**Your goal:**
Print, without any change, the part of the records that opens with the line containing "Return one point per instance of the uniform" and closes with the final line of the records, including both of those lines.
-- Start Entries supplied --
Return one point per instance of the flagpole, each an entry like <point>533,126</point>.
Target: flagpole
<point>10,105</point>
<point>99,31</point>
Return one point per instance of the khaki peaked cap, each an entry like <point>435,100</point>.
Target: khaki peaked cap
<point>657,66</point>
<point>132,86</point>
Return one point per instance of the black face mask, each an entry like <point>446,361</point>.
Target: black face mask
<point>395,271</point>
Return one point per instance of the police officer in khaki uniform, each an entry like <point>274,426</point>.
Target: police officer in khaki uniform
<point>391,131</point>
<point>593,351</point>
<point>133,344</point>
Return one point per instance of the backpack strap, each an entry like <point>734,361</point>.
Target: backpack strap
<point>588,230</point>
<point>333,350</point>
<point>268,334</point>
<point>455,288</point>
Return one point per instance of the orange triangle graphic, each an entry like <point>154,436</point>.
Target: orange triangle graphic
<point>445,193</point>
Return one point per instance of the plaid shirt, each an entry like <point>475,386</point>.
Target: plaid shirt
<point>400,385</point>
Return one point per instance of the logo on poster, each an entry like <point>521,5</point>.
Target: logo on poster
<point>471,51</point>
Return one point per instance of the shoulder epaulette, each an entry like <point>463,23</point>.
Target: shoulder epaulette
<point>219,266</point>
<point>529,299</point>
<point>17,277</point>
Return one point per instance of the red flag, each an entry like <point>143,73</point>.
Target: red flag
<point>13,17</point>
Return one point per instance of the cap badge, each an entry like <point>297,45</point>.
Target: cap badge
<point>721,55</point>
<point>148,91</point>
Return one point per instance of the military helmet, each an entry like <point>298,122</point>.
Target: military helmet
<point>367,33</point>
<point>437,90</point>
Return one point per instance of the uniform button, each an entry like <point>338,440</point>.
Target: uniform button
-- End Entries supplied --
**Response below:**
Return one point per instance of the uniform button, each an entry like <point>338,440</point>.
Target: uniform button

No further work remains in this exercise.